WORK REQUIRED >> Line by line, retype the material with nothing left out.
..............................
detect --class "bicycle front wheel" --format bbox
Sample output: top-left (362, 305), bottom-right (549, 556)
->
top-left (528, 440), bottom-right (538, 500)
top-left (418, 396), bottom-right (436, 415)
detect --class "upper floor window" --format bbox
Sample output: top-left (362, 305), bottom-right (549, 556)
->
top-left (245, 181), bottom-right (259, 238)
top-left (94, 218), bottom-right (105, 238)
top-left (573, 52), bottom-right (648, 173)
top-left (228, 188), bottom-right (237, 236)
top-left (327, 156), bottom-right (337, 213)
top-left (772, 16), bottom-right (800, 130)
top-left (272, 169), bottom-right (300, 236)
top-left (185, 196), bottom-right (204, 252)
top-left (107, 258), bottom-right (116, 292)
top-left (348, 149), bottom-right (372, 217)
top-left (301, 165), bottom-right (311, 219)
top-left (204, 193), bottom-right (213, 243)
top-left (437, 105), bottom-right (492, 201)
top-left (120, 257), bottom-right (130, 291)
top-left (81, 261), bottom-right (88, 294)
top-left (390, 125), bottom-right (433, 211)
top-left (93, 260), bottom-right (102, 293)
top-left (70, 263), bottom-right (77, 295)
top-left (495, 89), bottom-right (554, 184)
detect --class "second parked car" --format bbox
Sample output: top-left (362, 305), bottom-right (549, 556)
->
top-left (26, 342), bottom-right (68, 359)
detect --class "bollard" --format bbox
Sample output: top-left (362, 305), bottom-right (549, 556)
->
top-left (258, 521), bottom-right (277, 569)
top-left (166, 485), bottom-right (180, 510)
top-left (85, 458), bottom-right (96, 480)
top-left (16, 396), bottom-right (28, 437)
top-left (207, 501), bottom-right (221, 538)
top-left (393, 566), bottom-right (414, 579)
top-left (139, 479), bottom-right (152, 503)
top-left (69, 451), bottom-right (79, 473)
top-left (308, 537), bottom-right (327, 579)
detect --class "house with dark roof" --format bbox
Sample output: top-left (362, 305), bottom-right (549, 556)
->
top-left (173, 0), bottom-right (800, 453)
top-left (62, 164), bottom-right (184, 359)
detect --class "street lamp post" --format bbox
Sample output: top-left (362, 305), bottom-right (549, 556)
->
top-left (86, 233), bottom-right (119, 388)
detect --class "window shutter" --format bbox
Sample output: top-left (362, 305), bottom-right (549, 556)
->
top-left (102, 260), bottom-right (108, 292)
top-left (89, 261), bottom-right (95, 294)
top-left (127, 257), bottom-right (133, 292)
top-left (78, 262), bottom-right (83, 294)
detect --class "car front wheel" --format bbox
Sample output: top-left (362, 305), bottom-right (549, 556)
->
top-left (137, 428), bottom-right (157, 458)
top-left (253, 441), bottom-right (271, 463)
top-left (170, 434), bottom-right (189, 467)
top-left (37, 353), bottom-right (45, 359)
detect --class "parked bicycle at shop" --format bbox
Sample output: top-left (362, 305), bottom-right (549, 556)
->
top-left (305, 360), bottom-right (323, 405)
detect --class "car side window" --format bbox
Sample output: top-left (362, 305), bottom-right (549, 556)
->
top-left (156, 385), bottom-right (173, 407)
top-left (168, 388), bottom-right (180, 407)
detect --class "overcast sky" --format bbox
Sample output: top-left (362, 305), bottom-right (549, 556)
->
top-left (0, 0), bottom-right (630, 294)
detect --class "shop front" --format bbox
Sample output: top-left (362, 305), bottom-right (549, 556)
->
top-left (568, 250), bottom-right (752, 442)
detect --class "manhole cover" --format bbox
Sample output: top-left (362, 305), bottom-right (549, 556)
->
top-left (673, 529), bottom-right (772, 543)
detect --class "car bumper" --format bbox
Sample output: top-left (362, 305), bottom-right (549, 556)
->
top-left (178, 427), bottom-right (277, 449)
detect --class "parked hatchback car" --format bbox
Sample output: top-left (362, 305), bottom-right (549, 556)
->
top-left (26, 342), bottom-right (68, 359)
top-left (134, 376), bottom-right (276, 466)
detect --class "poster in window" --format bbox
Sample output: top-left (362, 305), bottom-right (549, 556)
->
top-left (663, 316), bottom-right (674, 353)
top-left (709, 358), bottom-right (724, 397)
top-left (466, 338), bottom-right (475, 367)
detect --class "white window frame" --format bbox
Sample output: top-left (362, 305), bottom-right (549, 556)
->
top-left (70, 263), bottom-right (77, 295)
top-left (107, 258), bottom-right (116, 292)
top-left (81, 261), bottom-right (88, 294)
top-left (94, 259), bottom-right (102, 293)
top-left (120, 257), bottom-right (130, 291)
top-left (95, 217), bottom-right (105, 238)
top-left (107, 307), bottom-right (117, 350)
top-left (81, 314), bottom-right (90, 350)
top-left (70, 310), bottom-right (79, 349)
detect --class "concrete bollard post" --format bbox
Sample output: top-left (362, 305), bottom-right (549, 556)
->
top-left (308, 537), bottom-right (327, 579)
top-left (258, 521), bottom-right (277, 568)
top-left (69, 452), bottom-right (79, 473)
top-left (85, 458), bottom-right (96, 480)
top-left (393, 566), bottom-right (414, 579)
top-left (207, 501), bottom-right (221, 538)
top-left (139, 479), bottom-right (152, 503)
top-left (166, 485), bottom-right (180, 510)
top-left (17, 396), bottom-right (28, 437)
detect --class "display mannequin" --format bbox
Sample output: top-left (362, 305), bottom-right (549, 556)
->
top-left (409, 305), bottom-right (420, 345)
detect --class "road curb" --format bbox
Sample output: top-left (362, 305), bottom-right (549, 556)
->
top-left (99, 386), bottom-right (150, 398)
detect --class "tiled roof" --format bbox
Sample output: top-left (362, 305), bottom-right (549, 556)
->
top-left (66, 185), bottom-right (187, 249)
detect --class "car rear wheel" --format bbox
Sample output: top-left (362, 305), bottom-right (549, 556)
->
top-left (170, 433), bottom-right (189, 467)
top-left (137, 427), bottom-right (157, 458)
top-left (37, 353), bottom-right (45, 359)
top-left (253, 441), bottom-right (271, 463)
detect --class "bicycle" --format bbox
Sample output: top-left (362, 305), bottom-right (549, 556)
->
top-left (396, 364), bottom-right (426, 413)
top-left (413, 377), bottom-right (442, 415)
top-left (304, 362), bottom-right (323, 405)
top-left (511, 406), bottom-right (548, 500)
..............................
RESPONSE TO THE TASK >>
detect --class "bicycle front wheel" --format bbox
Sample output: top-left (362, 305), bottom-right (549, 556)
->
top-left (528, 440), bottom-right (538, 500)
top-left (418, 396), bottom-right (436, 415)
detect --class "upper floor window" --format bbox
Sample output: top-left (362, 305), bottom-right (549, 556)
->
top-left (245, 181), bottom-right (259, 238)
top-left (94, 218), bottom-right (105, 238)
top-left (573, 52), bottom-right (648, 173)
top-left (228, 188), bottom-right (237, 236)
top-left (327, 156), bottom-right (337, 213)
top-left (772, 16), bottom-right (800, 130)
top-left (272, 169), bottom-right (300, 236)
top-left (185, 196), bottom-right (204, 252)
top-left (107, 258), bottom-right (116, 292)
top-left (348, 149), bottom-right (372, 217)
top-left (301, 165), bottom-right (311, 219)
top-left (204, 193), bottom-right (213, 243)
top-left (437, 105), bottom-right (492, 201)
top-left (120, 257), bottom-right (130, 291)
top-left (81, 261), bottom-right (88, 294)
top-left (390, 125), bottom-right (433, 211)
top-left (93, 260), bottom-right (102, 293)
top-left (70, 263), bottom-right (77, 295)
top-left (495, 89), bottom-right (554, 184)
detect --class "second parked car" --format bbox
Sample output: top-left (362, 305), bottom-right (549, 556)
->
top-left (26, 342), bottom-right (68, 359)
detect --class "bollard" --format bbox
Sample output: top-left (362, 305), bottom-right (549, 556)
->
top-left (258, 521), bottom-right (277, 569)
top-left (166, 485), bottom-right (180, 510)
top-left (85, 458), bottom-right (96, 480)
top-left (16, 396), bottom-right (28, 437)
top-left (207, 501), bottom-right (221, 538)
top-left (393, 566), bottom-right (414, 579)
top-left (139, 479), bottom-right (152, 503)
top-left (69, 451), bottom-right (79, 473)
top-left (308, 537), bottom-right (327, 579)
detect --class "house with dark roof" --format bbox
Sample output: top-left (362, 305), bottom-right (549, 556)
->
top-left (173, 0), bottom-right (800, 453)
top-left (62, 164), bottom-right (184, 359)
detect --class "street lamp post" --format bbox
Sample output: top-left (362, 305), bottom-right (549, 556)
->
top-left (86, 233), bottom-right (119, 388)
detect --class "window shutter" --format bbox
Sample output: top-left (362, 305), bottom-right (549, 556)
->
top-left (102, 260), bottom-right (108, 292)
top-left (89, 261), bottom-right (95, 294)
top-left (127, 257), bottom-right (133, 292)
top-left (78, 262), bottom-right (83, 294)
detect --class "car front wheel" --format bbox
Sample output: top-left (362, 305), bottom-right (549, 556)
->
top-left (137, 428), bottom-right (157, 458)
top-left (253, 441), bottom-right (271, 463)
top-left (170, 434), bottom-right (189, 467)
top-left (37, 353), bottom-right (45, 359)
detect --class "parked bicycle at shop" --format bbox
Sample output: top-left (362, 305), bottom-right (549, 556)
->
top-left (305, 360), bottom-right (323, 405)
detect --class "car side window" --format bbox
Sample output: top-left (362, 305), bottom-right (549, 556)
->
top-left (156, 385), bottom-right (173, 407)
top-left (168, 388), bottom-right (180, 407)
detect --class "overcast sky" --format bbox
Sample output: top-left (362, 305), bottom-right (549, 556)
->
top-left (0, 0), bottom-right (630, 294)
detect --class "shop front" --format bbox
Sample output: top-left (362, 305), bottom-right (549, 556)
->
top-left (568, 250), bottom-right (752, 442)
detect --class "manhole cover" --format bbox
Sample output: top-left (362, 305), bottom-right (549, 556)
->
top-left (673, 529), bottom-right (772, 543)
detect --class "car bumper" --format bbox
Sample output: top-left (362, 305), bottom-right (549, 556)
->
top-left (178, 427), bottom-right (277, 449)
detect --class "parked hatchback car" --format bbox
Sample output: top-left (362, 305), bottom-right (549, 556)
->
top-left (26, 342), bottom-right (68, 359)
top-left (134, 376), bottom-right (276, 466)
detect --class "poster in window" --format bbox
Sample output: top-left (362, 305), bottom-right (549, 556)
->
top-left (663, 316), bottom-right (674, 353)
top-left (709, 358), bottom-right (724, 397)
top-left (466, 338), bottom-right (475, 367)
detect --class "white window frame" --format bbox
Sample output: top-left (362, 305), bottom-right (549, 556)
->
top-left (70, 263), bottom-right (77, 295)
top-left (107, 258), bottom-right (116, 292)
top-left (81, 261), bottom-right (88, 294)
top-left (94, 259), bottom-right (102, 293)
top-left (120, 257), bottom-right (130, 291)
top-left (95, 217), bottom-right (105, 238)
top-left (107, 307), bottom-right (117, 350)
top-left (81, 314), bottom-right (90, 350)
top-left (70, 310), bottom-right (79, 349)
detect --class "concrete bollard post" --format bbox
Sample output: top-left (362, 305), bottom-right (549, 556)
->
top-left (308, 537), bottom-right (327, 579)
top-left (258, 521), bottom-right (277, 568)
top-left (69, 452), bottom-right (79, 473)
top-left (85, 458), bottom-right (96, 480)
top-left (393, 566), bottom-right (414, 579)
top-left (207, 501), bottom-right (221, 538)
top-left (139, 479), bottom-right (152, 503)
top-left (166, 485), bottom-right (180, 510)
top-left (17, 396), bottom-right (28, 437)
detect --class "display mannequin" --format bbox
Sample output: top-left (362, 305), bottom-right (549, 556)
->
top-left (409, 305), bottom-right (420, 345)
detect --class "road curb" --format bbox
Sample output: top-left (362, 305), bottom-right (549, 556)
->
top-left (99, 386), bottom-right (150, 398)
detect --class "tiled roof" --format bbox
Sample output: top-left (362, 305), bottom-right (549, 556)
->
top-left (66, 185), bottom-right (187, 249)
detect --class "car rear wheel" --format bbox
Sample output: top-left (362, 305), bottom-right (549, 556)
->
top-left (170, 433), bottom-right (189, 467)
top-left (137, 427), bottom-right (157, 458)
top-left (37, 353), bottom-right (45, 359)
top-left (253, 441), bottom-right (271, 463)
detect --class "bicycle" --format bbox
Sample output: top-left (362, 305), bottom-right (549, 556)
->
top-left (396, 364), bottom-right (426, 413)
top-left (413, 377), bottom-right (442, 415)
top-left (304, 362), bottom-right (323, 405)
top-left (511, 406), bottom-right (548, 500)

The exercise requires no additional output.